▶ **COSA FARE**
Riprendi il testo qui sotto sulla diagnosi della dislessia e degli altri disturbi dell'apprendimento, e continualo dopo l'ultima frase.

I TEST A formulare la diagnosi di dislessia o discalculia deve essere uno staff di specialisti o una struttura accreditata che si appoggi a un' équipe multidisciplinare composta da un neuropsichiatra Infantile, uno psicologo, un logopedista. Figure non sanitarie (quali pedagogisti, tutor degli apprendimenti, counselor) non possono fare diagnosi cliniche.
I medici sono chiamati a valutare alcuni parametri: intelligenza, capacità di scrittura, capacità di lettura, comprensione del testo, capacità di calcolo. La diagnosi di dislessia, disortografia e disgrafia può essere fatta alla fine della seconda elementare, mentre quella di discalculia alla fine della terza elementare. Prima di queste tappe scolastiche la varietà dei risultati dei test rende troppo difficile il discernimento di un disturbo specifico dell' apprendimento.
Come si è creato l' intoppo delle liste d' attesa? «Nel momento in cui è emerso un problema che prima non aveva nome - spiega Andrea Novelli, psicologo membro del consiglio direttivo dell' associazione italiana dislessia Aid - allora si sono formate le liste d' attesa. Seppur con tempi che variano di regione in regione, l' 80% delle diagnosi viene effettuato dal servizio pubblico. Il restante 20% da strutture private o accreditate». Strutture che organizzano anche percorsi di riabilitazione e affiancamento allo studio (a pagamento) e che sono diverse da regione a regione.
In Lazio nemmeno esistono e le certificazioni sono in mano esclusivamente al pubblico, con tempi d' attesa tra i più lunghi. Il sistema sanitario si è trovato impreparato ad accogliere l' ondata di casi da analizzare e tutti quei servizi considerati una Cenerentola fino a poco tempo prima si sono trovati improvvisamente in prima linea.
Per di più, spiega il neuropsichiatra infantile Sergio Messina a capo dell' Aid, «molti casi di ragazzi che prima risultavano 'sotto' la legge 104, sono confluito nella 170. Anche per questo i numeri sono aumentati così. Prima alcuni bambini venivano 'catalogati' come 104 pur non essendo disabili. Vorrei specificare che gli alunni dislessici e i Dsa in generale non hanno bisogno di un insegnante di sostegno, non hanno un deficit dovuto a una malattia.

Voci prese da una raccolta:
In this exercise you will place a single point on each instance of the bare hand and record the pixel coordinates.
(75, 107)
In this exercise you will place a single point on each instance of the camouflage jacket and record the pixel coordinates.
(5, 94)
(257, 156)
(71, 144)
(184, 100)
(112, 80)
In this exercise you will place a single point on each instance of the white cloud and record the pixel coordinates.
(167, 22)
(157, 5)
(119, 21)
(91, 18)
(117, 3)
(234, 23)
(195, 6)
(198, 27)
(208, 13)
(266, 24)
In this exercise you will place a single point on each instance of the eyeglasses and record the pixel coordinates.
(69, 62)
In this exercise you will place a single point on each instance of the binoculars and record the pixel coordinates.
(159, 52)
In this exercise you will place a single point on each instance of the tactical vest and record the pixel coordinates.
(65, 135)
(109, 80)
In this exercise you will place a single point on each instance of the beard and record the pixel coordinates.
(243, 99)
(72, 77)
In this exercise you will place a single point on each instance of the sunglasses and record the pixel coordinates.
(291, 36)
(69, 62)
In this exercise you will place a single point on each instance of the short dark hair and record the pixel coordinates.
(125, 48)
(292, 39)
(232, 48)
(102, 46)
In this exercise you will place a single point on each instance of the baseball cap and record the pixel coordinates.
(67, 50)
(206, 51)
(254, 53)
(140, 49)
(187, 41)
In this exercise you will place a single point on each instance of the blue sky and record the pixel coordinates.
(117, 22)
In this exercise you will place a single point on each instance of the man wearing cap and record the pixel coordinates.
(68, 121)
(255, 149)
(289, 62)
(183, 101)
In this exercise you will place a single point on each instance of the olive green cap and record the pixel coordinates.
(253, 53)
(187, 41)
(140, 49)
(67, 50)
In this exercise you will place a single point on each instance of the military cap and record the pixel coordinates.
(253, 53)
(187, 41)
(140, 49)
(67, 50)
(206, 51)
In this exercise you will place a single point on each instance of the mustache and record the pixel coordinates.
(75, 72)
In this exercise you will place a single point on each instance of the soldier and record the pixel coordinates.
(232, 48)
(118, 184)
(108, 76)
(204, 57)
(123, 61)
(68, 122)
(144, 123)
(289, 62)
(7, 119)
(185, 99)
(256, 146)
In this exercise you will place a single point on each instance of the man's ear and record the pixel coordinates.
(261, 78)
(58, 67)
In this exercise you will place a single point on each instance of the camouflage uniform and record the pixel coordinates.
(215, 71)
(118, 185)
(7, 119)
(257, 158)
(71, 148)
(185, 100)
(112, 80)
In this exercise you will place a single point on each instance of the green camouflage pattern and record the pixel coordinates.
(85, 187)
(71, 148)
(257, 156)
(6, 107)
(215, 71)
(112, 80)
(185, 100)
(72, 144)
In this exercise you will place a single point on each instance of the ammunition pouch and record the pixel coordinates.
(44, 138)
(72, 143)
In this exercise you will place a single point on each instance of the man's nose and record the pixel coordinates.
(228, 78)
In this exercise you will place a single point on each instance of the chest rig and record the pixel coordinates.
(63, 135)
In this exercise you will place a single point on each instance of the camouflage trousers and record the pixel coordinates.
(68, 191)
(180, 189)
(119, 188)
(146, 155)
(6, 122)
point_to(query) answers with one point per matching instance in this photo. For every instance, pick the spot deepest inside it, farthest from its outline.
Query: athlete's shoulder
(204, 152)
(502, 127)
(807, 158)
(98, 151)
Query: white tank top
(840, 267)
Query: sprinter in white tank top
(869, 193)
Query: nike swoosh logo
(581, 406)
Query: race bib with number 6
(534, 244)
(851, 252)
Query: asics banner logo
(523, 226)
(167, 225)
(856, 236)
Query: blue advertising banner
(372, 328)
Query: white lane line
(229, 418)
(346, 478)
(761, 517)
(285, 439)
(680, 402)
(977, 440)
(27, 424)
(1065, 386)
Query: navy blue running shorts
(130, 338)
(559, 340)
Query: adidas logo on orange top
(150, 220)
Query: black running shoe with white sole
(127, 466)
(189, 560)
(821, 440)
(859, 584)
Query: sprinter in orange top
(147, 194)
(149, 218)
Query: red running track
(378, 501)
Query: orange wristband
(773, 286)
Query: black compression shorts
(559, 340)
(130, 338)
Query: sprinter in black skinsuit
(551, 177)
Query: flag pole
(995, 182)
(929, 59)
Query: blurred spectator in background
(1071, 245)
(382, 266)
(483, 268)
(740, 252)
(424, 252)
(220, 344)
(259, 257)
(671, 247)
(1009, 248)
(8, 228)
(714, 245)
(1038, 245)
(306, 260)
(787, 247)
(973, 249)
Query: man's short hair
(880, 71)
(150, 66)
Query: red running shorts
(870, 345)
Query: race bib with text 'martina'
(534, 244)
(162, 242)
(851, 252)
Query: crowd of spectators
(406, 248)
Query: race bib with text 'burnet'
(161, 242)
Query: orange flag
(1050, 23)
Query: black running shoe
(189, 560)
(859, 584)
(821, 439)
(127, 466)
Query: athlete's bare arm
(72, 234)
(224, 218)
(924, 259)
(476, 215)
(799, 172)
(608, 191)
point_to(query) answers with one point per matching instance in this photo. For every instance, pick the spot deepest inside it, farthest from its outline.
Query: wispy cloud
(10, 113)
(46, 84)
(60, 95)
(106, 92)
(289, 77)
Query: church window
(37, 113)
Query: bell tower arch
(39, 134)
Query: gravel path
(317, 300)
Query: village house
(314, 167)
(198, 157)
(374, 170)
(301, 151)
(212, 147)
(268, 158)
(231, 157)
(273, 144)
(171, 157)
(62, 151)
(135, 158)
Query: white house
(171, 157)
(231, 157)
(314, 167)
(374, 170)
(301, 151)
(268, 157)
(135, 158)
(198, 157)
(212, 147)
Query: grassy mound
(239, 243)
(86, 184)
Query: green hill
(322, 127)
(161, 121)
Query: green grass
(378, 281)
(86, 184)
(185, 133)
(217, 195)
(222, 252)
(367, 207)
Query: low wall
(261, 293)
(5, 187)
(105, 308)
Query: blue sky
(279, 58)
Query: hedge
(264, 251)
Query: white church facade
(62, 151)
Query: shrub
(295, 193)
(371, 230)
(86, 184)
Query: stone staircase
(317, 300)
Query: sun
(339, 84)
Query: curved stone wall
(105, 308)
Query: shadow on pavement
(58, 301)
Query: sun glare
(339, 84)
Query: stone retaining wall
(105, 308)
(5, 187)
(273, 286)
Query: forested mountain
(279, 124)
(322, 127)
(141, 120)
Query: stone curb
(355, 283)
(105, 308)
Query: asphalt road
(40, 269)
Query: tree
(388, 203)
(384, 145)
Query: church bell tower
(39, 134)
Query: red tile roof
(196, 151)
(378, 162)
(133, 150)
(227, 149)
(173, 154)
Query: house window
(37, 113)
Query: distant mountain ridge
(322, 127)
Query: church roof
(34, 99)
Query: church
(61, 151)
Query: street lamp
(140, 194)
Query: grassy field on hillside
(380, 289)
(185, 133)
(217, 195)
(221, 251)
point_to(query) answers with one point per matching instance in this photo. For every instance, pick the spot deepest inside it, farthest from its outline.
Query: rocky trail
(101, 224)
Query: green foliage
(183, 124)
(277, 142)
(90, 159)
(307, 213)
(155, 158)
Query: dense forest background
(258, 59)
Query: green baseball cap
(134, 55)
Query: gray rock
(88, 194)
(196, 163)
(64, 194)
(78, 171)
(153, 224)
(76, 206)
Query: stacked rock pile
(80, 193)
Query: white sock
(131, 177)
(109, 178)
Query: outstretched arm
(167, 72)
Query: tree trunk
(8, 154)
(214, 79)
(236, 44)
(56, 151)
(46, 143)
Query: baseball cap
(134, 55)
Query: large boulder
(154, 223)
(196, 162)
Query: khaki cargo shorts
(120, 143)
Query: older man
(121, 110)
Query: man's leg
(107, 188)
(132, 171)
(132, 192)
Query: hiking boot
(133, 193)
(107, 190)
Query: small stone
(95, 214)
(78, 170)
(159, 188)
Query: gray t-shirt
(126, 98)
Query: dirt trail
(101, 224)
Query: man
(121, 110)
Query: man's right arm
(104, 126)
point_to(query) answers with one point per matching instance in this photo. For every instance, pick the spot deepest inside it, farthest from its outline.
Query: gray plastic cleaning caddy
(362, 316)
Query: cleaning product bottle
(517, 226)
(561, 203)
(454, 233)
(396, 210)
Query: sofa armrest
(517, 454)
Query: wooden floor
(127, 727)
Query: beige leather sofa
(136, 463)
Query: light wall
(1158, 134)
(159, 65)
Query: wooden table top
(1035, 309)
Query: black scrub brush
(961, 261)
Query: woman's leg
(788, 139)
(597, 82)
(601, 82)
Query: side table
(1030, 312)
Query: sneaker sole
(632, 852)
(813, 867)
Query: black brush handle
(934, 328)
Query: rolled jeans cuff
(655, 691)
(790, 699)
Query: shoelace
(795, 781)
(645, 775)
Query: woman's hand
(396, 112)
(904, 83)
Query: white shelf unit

▶ **SPAZIO RISPOSTA**
Sono bambini intelligenti che hanno solo un disturbo, un metodo differente di apprendere le cose». In base alle segnalazioni del ministero dell' Istruzione sembra che il 20% della popolazione scolastica sia interessata da disturbi dell' apprendimento. «Ma non è così - spiega Messina - Le certificazioni servono proprio a questo: a identificare chi è realmente un Dsa e chi no. Altrimenti sarebbe come dire che tutti i bambini pallidi sono anemici e non è così».
LA POLEMICA L' argomento dislessia continua a dividere psicologi e insegnanti. Da una parte ci sono quelli che pensano sia fondamentale diagnosticare il disturbo il prima possibile, dall' altra c' è la fazione di quelli che vedono dietro le segnalazioni di casi di Dsa un tentativo degli insegnanti di lavarsi le mani di alcune responsabilità.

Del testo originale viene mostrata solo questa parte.